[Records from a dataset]
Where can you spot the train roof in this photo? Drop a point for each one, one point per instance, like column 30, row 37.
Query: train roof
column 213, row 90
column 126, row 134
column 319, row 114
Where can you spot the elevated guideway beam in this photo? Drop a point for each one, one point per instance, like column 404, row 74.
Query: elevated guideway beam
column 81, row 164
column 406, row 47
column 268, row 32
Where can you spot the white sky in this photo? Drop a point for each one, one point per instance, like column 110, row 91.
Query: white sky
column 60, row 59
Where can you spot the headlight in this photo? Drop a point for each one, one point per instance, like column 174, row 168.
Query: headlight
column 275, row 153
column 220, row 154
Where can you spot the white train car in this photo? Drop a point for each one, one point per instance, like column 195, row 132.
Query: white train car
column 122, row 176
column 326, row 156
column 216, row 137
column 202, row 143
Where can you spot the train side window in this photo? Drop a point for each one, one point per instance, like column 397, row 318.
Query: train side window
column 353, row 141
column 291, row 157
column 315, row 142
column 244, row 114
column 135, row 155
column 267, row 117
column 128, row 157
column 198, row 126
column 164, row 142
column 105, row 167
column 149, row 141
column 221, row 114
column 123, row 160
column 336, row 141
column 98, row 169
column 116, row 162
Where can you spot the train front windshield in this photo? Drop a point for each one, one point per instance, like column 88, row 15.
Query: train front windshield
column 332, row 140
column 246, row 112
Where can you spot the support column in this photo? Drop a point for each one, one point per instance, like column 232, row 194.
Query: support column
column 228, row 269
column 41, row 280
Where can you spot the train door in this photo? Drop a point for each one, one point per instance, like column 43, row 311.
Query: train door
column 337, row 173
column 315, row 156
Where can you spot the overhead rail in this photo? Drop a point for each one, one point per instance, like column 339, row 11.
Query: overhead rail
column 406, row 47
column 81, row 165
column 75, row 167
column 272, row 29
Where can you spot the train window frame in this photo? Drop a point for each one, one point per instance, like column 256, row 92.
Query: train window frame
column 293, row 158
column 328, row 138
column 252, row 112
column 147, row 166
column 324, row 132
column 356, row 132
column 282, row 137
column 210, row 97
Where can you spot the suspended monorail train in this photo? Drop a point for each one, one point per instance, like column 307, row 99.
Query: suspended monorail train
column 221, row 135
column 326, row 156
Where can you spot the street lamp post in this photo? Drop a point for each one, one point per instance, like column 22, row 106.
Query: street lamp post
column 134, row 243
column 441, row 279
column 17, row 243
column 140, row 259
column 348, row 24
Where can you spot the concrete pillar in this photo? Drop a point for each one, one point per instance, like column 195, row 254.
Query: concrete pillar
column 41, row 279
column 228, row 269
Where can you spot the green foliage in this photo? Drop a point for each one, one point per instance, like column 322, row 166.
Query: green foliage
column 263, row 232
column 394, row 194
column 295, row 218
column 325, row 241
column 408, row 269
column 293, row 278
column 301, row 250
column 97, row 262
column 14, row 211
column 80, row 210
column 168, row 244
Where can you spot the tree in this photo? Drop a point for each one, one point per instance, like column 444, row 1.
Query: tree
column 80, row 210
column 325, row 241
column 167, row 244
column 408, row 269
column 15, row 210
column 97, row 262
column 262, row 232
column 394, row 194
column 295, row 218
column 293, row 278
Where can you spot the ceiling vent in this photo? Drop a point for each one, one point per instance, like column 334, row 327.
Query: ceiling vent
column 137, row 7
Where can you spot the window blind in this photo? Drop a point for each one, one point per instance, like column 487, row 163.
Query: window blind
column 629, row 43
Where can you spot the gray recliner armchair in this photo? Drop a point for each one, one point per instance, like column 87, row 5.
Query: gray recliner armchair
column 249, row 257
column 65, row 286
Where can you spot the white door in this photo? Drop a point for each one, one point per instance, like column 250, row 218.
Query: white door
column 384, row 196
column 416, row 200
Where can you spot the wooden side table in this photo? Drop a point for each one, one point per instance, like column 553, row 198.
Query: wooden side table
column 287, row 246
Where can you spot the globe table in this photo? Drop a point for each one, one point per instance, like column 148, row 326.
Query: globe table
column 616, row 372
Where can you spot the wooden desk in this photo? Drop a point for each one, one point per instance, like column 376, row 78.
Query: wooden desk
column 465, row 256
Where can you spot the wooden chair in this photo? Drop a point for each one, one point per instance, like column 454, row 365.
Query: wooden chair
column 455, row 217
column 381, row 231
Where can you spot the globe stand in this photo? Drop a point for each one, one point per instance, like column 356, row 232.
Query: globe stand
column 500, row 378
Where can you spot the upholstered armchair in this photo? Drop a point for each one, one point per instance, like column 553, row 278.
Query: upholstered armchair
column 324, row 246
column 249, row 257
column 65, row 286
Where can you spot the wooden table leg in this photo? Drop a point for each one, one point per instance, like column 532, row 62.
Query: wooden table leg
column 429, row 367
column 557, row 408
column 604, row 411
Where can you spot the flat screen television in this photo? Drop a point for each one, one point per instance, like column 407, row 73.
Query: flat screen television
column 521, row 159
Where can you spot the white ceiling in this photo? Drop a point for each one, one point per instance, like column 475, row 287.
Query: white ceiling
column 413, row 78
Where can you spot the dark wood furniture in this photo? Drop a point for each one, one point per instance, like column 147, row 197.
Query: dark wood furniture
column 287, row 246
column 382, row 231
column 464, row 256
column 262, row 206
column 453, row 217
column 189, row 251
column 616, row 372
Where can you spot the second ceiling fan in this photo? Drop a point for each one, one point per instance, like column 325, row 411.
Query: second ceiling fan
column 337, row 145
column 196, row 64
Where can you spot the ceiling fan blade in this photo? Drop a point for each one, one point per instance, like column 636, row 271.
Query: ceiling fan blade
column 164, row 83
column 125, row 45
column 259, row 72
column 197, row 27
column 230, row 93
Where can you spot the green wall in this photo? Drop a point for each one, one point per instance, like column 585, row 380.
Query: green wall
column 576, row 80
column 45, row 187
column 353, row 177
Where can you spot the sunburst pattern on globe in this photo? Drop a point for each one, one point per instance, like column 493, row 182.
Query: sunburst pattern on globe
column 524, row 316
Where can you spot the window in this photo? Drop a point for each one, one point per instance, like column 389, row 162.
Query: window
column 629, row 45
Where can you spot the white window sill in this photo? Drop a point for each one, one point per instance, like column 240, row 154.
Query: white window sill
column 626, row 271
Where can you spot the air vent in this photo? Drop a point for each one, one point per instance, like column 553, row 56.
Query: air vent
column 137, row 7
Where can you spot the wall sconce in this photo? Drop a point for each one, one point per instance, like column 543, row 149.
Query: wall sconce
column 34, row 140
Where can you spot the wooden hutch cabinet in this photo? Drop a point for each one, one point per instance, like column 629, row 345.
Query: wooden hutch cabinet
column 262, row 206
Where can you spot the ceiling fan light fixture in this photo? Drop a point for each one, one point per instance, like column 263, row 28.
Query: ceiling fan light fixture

**ABOUT THIS TASK**: Show all lines in the records above that hold "fixture".

**COMPLETED TASK**:
Where can you spot the ceiling fan light fixture in this photo? Drop a point for each one, one point per instance, like column 263, row 28.
Query: ceiling fan light fixture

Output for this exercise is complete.